--- PROBLEM TO SOLVE ---
Lay out every line of the records below as a numbered list, and leave out any blank lines.

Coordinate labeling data
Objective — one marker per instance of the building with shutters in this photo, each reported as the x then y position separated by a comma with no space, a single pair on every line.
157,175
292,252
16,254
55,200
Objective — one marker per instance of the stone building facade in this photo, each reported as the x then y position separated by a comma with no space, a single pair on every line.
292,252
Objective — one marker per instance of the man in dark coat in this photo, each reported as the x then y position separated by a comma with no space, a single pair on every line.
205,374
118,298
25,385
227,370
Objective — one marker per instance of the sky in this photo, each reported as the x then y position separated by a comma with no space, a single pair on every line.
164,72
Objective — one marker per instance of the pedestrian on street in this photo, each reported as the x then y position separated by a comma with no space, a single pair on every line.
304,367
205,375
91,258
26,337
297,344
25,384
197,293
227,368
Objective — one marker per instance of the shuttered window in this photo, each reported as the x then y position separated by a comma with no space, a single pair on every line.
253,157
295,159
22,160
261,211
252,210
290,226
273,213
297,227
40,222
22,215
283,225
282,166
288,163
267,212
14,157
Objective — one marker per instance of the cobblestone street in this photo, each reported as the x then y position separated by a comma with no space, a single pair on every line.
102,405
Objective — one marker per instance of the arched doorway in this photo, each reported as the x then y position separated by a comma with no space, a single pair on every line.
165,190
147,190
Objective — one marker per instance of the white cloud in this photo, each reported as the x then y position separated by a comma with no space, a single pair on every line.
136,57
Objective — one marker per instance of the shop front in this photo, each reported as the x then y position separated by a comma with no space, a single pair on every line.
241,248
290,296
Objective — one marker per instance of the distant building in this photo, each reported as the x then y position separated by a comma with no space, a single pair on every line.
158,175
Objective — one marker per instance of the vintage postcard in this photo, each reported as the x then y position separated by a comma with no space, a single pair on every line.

--- TASK SOLUTION ---
1. Objective — one marker per instance of the building with shutters in this photo, each reported as the x then y position separated by a comma with no space, a single pair on every line.
2. 157,175
3. 292,252
4. 16,254
5. 55,200
6. Objective — one marker per instance of the stone building facade in this photo, each reported as the x then y position separated by a comma with no space, a single pair on every line.
7. 292,252
8. Objective — one marker per instance of the man in dark coat in this photo, each reported as the x then y position separated by a comma with no space, a single pair on every line.
9. 205,374
10. 118,298
11. 25,385
12. 227,370
13. Objective — one marker per instance of the sky in this photo, each reported as the x then y position separated by a comma with no space, a single pair on every line.
14. 164,72
15. Objective — one marker per instance of the pedestrian on street in this photo, each reported as the x then y position separated by a comma with no space, a single pair on every line.
16. 304,367
17. 205,375
18. 91,258
19. 26,337
20. 297,344
21. 25,384
22. 197,293
23. 227,368
24. Objective — one marker per instance of the shuttered window in this photo, each reported as the x then y position separated by a comma with no space, a single pair on every line.
25. 253,157
26. 295,159
27. 22,160
28. 261,211
29. 252,210
30. 290,226
31. 273,213
32. 297,227
33. 40,222
34. 22,215
35. 283,225
36. 282,166
37. 288,163
38. 267,212
39. 14,157
40. Objective — one marker per instance of the cobblestone street in this photo, each reported as the x then y position separated by a comma with no space, a single pair on every line.
41. 102,405
42. Objective — one marker per instance of the arched doorway in this photo, each reported as the x then y position separated by a comma with no space, a single pair on every line.
43. 165,190
44. 147,190
45. Objective — one marker per instance of the white cloud in this photo, each reported as the x then y position separated by a comma with no space, a single pair on every line.
46. 136,57
47. Objective — one marker per instance of the shop front in this photo, each reported as the x then y position separated by a comma with no space, a single pair on every line.
48. 241,248
49. 290,296
50. Objective — one marker per instance of the distant building in this photo, each reported as the x then y position separated by a comma with no space, a single pair on every line.
51. 158,175
52. Objective — one marker per instance of the vintage postcard in this photo, each reported as the x then y position separated by a comma with no space, a single pair on every line.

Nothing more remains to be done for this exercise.